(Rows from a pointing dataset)
* * *

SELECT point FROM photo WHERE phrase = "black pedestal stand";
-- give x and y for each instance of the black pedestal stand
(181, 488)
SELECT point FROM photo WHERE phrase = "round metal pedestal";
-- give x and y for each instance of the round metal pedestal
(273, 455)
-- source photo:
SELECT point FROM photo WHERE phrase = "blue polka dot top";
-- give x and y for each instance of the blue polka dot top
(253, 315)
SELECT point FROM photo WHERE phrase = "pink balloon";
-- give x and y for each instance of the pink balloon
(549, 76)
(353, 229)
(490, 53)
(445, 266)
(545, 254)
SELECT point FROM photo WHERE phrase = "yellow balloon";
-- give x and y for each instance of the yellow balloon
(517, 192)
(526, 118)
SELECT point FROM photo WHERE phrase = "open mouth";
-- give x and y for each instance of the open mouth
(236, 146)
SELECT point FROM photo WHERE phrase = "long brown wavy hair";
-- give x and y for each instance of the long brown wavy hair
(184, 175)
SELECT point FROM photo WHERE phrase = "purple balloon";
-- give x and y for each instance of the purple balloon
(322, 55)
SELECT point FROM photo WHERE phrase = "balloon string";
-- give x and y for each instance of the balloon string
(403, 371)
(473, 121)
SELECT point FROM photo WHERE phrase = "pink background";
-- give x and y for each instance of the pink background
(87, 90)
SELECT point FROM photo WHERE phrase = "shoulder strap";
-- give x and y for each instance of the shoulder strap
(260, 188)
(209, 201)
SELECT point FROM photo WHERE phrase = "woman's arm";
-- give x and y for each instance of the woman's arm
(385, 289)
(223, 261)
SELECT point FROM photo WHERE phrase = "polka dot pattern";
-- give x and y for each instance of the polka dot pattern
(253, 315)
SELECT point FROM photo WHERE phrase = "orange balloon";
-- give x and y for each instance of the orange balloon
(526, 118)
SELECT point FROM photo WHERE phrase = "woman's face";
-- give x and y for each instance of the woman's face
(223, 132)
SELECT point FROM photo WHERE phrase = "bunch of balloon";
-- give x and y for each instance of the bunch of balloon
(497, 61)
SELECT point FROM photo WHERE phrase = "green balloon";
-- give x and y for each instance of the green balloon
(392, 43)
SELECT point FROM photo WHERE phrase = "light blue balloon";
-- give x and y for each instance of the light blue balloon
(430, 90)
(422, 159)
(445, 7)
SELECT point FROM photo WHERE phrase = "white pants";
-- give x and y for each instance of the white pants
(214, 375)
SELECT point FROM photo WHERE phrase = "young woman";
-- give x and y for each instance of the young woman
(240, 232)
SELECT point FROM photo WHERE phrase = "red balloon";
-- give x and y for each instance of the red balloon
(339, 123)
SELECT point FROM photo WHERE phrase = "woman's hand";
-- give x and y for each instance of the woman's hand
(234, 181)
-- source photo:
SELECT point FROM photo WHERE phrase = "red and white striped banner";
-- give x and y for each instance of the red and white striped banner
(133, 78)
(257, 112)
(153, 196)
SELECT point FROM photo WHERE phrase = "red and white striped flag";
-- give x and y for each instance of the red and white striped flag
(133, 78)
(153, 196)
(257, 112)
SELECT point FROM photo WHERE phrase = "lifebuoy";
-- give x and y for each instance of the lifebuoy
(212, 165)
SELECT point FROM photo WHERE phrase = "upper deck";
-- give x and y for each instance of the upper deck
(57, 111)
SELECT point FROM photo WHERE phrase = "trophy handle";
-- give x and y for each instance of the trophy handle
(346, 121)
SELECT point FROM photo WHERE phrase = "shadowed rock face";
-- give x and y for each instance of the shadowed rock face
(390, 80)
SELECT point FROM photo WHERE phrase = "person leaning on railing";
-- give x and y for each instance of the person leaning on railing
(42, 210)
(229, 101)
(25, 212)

* * *

-- Exercise goal --
Report every line of the rows above that contains the string "railing", treating uppercase and lowercase as different.

-- Correct output --
SELECT point FROM photo WHERE phrase = "person leaning on railing";
-- give x and y for each instance of the person leaning on railing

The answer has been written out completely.